> _Job_:
Retype the data below verbatim, starting with its first line and going on through the line containing "(1007, 630)", both included.

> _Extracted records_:
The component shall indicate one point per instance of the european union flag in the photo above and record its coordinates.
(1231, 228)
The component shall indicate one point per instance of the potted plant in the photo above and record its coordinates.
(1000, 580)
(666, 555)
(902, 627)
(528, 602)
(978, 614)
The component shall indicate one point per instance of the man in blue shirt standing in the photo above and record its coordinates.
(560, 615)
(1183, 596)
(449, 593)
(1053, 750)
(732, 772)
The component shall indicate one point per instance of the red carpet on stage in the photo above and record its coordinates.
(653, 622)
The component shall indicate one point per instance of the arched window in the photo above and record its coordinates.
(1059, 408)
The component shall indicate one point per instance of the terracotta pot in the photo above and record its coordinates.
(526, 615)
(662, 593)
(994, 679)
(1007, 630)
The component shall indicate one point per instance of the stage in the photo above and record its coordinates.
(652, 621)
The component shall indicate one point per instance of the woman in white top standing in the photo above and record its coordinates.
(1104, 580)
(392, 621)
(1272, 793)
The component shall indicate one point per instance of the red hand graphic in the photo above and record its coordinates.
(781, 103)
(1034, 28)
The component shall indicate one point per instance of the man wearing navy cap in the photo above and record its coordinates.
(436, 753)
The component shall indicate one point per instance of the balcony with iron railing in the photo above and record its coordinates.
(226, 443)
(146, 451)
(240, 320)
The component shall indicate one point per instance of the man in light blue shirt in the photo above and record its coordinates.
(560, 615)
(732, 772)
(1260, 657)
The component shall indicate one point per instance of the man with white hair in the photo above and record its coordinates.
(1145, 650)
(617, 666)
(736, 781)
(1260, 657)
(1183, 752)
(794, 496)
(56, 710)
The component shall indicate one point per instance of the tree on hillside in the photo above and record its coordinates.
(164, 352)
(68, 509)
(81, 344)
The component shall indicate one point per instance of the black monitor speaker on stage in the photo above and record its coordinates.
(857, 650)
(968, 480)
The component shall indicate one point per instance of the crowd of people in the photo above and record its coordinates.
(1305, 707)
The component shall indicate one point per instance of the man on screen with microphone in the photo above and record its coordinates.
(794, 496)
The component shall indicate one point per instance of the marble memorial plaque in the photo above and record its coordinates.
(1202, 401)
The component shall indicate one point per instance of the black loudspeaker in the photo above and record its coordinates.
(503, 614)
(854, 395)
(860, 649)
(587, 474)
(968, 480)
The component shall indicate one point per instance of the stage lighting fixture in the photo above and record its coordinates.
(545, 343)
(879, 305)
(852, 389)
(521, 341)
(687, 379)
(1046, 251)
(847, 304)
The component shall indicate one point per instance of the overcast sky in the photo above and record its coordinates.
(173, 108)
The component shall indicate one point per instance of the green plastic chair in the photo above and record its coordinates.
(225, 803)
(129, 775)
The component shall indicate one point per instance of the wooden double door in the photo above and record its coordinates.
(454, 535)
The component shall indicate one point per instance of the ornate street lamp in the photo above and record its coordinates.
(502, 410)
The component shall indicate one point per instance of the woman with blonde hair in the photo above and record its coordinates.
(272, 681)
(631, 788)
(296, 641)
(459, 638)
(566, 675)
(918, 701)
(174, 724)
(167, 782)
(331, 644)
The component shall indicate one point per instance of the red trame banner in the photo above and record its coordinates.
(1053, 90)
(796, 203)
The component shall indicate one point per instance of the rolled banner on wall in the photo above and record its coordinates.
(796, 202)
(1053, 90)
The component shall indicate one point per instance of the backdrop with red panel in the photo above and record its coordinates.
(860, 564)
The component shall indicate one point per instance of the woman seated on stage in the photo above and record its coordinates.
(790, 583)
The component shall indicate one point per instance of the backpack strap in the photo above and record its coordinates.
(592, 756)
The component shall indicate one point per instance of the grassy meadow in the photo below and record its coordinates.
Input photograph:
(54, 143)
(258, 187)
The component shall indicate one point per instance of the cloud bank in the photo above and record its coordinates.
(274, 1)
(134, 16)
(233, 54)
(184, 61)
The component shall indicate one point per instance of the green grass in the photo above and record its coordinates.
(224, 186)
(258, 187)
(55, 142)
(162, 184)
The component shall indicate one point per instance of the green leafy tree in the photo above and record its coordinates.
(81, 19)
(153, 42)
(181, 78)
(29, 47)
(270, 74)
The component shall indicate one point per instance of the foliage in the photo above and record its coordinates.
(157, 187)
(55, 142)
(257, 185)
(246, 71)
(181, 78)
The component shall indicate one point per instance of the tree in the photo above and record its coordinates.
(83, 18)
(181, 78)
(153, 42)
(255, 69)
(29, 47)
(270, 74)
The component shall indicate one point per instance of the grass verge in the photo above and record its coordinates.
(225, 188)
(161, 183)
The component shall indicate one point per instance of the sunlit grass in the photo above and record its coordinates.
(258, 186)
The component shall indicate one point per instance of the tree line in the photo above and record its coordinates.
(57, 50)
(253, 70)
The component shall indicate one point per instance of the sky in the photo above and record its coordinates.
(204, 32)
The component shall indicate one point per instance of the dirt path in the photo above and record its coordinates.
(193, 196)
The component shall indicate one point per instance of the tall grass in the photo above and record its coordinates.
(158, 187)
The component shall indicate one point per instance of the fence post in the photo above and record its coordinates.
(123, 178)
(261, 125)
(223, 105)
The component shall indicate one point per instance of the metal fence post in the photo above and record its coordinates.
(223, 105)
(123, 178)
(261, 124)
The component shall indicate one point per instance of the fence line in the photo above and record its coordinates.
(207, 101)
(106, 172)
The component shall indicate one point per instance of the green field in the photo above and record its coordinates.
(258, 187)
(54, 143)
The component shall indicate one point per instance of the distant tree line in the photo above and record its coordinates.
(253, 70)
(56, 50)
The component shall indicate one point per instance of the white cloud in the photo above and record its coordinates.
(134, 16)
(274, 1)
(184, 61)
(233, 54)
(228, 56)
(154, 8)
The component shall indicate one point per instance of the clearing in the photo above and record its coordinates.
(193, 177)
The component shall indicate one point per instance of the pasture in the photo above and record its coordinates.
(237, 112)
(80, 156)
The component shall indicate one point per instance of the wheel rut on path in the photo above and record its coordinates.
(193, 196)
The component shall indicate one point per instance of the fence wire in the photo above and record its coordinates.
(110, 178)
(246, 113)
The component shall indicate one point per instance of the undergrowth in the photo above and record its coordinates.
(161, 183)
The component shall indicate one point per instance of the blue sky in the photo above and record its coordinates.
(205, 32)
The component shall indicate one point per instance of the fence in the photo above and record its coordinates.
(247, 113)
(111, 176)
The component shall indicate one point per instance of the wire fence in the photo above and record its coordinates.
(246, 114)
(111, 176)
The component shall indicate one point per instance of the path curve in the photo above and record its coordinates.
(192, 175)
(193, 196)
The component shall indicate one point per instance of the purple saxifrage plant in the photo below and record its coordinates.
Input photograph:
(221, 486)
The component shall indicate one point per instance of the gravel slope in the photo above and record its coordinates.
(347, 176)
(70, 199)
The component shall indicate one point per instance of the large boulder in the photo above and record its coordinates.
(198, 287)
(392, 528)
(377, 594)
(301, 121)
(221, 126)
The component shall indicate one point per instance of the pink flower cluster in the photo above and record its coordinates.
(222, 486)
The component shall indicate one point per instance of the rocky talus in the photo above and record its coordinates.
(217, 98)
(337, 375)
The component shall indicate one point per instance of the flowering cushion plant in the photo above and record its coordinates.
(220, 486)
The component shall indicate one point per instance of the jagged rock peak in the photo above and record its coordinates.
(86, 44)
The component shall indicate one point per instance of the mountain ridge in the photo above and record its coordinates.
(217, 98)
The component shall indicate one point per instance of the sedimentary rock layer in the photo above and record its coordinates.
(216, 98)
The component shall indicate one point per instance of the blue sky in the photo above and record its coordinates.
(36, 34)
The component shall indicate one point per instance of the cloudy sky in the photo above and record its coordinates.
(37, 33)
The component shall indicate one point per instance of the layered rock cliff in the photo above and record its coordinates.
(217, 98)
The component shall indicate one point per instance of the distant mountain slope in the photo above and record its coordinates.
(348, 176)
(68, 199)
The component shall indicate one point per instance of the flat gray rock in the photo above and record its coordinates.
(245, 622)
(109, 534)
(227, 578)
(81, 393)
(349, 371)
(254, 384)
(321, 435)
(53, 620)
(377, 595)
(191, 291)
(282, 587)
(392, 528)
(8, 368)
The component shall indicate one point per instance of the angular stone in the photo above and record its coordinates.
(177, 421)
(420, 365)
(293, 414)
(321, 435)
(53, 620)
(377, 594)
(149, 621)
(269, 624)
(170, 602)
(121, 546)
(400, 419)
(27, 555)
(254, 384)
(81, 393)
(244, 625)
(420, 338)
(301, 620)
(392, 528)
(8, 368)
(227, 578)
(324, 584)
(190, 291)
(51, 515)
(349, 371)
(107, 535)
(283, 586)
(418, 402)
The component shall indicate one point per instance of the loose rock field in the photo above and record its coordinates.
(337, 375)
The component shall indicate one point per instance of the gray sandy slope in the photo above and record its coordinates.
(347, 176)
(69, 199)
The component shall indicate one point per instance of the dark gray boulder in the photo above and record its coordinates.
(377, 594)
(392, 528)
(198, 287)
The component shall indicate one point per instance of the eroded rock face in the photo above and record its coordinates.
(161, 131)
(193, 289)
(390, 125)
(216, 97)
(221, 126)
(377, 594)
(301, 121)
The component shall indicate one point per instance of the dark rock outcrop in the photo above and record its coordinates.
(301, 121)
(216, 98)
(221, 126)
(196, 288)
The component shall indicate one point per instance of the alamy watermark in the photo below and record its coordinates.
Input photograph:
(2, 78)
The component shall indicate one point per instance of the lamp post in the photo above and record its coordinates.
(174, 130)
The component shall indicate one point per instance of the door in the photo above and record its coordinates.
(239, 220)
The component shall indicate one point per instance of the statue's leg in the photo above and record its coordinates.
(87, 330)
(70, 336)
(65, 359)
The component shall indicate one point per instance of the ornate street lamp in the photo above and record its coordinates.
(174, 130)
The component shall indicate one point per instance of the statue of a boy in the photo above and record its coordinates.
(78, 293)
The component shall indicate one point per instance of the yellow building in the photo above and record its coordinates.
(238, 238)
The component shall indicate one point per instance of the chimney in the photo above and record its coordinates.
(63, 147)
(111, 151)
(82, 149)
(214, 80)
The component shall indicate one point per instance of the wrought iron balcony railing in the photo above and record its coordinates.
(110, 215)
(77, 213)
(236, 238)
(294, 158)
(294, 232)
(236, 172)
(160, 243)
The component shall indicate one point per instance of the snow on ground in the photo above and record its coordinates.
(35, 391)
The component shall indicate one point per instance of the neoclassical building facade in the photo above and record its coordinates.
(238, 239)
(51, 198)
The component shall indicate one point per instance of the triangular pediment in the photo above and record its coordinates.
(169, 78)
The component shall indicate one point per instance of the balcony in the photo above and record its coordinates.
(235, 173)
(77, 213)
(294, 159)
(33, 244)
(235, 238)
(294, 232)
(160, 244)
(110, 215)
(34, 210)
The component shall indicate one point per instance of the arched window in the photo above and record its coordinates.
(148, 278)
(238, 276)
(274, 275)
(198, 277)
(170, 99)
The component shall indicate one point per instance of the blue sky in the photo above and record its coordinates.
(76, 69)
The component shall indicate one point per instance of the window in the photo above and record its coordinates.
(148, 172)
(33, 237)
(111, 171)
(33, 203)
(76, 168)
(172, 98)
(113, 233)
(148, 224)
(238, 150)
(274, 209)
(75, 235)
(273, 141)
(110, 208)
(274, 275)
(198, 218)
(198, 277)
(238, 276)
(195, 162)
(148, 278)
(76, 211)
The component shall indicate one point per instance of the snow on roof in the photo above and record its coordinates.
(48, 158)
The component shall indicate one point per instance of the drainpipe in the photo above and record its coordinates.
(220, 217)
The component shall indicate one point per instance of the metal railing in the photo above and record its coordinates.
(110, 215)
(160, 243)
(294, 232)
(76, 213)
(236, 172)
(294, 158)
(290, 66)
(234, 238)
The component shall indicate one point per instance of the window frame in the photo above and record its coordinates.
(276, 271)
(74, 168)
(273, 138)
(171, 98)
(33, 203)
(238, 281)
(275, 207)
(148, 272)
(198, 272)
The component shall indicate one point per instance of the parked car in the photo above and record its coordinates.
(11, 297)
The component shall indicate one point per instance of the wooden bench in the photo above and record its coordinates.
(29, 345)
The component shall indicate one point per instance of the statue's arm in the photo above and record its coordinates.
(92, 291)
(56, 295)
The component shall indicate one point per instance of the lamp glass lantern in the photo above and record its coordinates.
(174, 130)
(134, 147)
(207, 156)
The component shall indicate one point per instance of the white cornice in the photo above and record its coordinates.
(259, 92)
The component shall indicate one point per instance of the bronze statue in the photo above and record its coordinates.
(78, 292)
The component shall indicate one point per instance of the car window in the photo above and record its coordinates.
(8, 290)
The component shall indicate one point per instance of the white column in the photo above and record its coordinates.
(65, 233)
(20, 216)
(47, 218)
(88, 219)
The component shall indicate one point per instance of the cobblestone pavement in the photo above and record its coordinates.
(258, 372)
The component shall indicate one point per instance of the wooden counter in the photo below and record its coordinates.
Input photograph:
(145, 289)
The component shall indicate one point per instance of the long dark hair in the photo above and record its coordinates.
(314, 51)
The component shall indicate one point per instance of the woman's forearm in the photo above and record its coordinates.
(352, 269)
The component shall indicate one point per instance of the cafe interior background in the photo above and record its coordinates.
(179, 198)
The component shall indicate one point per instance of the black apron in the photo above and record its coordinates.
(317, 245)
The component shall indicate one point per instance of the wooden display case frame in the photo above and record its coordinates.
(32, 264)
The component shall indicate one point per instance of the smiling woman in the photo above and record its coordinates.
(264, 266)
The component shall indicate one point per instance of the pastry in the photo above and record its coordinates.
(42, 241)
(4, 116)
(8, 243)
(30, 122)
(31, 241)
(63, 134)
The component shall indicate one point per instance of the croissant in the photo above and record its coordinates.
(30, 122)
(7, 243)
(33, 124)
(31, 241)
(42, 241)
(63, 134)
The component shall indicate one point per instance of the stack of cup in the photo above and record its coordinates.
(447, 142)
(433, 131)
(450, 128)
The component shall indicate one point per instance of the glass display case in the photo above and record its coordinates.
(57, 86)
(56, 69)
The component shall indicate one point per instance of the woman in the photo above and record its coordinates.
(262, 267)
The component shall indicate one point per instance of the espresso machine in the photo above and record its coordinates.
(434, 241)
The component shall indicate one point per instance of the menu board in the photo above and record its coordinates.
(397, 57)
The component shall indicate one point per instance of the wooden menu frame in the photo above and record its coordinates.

> _Worked answer_:
The component shall indicate one point per instance of the european union flag in the photo above and record its coordinates.
(1231, 228)
The component shall indicate one point per instance of the potted plant in the photo above and record its coordinates.
(1000, 580)
(666, 555)
(902, 627)
(528, 602)
(978, 614)
The component shall indicate one point per instance of the man in blue shirt standing in the photo above and record its coordinates.
(560, 615)
(1183, 596)
(449, 593)
(1053, 750)
(732, 772)
The component shall indicate one point per instance of the red carpet on stage in the photo above and record its coordinates.
(653, 622)
The component shall indicate one point per instance of the arched window in the photo above and record its coordinates.
(1059, 408)
The component shall indicate one point per instance of the terracotta pot in the photo above and record its coordinates.
(526, 615)
(662, 593)
(994, 679)
(1007, 630)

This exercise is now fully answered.